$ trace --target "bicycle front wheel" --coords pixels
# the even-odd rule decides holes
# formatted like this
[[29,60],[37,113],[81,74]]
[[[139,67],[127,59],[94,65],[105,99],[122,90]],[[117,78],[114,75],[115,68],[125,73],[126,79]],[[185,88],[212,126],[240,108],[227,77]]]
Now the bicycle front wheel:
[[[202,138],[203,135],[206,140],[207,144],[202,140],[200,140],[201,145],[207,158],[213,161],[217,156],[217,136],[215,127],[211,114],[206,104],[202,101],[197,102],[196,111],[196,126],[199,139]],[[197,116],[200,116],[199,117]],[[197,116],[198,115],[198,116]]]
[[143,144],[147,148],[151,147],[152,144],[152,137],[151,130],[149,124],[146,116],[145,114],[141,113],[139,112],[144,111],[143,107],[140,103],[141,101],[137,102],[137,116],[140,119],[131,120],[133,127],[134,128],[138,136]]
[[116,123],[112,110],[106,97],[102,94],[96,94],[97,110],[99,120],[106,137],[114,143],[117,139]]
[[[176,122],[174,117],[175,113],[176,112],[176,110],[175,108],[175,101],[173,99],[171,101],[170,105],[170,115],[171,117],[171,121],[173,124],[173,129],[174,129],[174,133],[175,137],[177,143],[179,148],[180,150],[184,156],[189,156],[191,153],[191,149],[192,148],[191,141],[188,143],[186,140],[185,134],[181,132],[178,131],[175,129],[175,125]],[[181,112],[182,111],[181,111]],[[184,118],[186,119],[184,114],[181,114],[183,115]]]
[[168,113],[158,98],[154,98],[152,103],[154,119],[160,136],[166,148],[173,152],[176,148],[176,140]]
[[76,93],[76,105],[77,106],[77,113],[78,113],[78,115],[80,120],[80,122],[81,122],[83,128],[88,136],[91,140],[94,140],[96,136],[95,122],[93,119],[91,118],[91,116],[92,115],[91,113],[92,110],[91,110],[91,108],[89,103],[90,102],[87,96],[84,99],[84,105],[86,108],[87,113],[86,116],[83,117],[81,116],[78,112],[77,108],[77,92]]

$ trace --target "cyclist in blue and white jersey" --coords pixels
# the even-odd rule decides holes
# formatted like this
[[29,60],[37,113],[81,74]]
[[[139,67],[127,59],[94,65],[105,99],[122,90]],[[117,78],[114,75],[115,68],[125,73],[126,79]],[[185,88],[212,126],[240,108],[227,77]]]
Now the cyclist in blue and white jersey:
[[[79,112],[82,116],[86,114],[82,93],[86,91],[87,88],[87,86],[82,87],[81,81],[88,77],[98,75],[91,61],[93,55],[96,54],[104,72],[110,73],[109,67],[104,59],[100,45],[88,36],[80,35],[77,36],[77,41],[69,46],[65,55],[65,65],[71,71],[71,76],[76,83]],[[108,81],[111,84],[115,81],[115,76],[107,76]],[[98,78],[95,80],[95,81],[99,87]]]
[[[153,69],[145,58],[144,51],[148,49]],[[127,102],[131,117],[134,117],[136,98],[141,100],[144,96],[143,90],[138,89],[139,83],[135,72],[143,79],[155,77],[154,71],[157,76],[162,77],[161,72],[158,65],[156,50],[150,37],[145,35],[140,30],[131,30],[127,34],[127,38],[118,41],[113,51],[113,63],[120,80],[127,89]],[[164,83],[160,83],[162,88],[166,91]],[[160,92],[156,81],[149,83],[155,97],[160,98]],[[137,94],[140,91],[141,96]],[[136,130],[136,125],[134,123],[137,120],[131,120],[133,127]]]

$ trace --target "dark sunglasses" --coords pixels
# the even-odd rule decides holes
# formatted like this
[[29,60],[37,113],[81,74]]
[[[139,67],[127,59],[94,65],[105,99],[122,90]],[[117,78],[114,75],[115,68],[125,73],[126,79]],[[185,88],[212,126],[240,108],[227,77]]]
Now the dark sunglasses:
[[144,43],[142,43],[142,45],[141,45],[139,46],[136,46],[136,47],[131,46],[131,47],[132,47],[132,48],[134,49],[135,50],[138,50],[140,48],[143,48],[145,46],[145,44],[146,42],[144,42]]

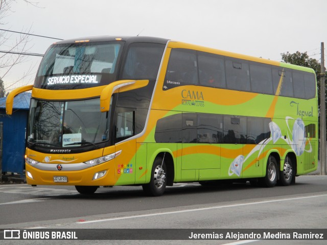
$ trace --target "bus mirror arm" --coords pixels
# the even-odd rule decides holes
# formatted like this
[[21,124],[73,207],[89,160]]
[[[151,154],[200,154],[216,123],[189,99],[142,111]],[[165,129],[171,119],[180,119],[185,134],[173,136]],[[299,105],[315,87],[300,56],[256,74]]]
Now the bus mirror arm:
[[33,85],[27,85],[13,90],[9,93],[6,100],[6,113],[8,115],[12,114],[12,108],[14,104],[14,98],[16,95],[27,91],[31,90]]
[[116,91],[125,92],[136,89],[145,87],[148,83],[149,80],[120,80],[106,86],[100,95],[100,111],[101,112],[109,111],[111,95]]

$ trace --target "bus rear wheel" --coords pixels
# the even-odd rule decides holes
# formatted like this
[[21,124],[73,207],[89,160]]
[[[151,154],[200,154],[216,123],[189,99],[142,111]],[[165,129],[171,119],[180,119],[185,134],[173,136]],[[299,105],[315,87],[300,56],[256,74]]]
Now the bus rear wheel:
[[277,183],[278,167],[276,159],[269,156],[267,162],[266,176],[260,180],[261,185],[265,187],[273,187]]
[[167,184],[167,173],[165,161],[161,157],[156,158],[152,165],[150,182],[142,186],[143,190],[148,195],[158,197],[164,194]]
[[81,194],[84,195],[93,194],[98,189],[99,186],[86,186],[83,185],[76,185],[76,190]]
[[293,178],[295,178],[293,163],[289,157],[287,157],[284,161],[282,171],[279,172],[278,184],[287,186],[292,184]]

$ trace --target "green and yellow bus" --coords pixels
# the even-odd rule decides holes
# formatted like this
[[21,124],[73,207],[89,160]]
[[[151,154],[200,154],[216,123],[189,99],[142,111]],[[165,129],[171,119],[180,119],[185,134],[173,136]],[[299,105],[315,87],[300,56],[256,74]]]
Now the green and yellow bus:
[[52,45],[32,90],[27,183],[142,185],[221,180],[289,185],[317,169],[312,69],[168,39]]

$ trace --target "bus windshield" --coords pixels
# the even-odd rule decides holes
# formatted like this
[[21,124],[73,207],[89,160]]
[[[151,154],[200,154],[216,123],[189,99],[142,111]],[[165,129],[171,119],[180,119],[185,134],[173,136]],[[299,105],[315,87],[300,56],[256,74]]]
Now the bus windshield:
[[50,89],[86,88],[115,81],[124,42],[54,44],[41,63],[34,86]]
[[32,99],[28,141],[66,148],[108,140],[109,113],[100,112],[99,107],[99,98],[66,102]]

****************************************

#### Aim of the task
Which lines of the data above contain the word "white"? Extract each of them, treating uppercase and lowercase as different.

#### Solution
$ trace --target "cyclist in blue and white jersey" --coords pixels
Now the cyclist in blue and white jersey:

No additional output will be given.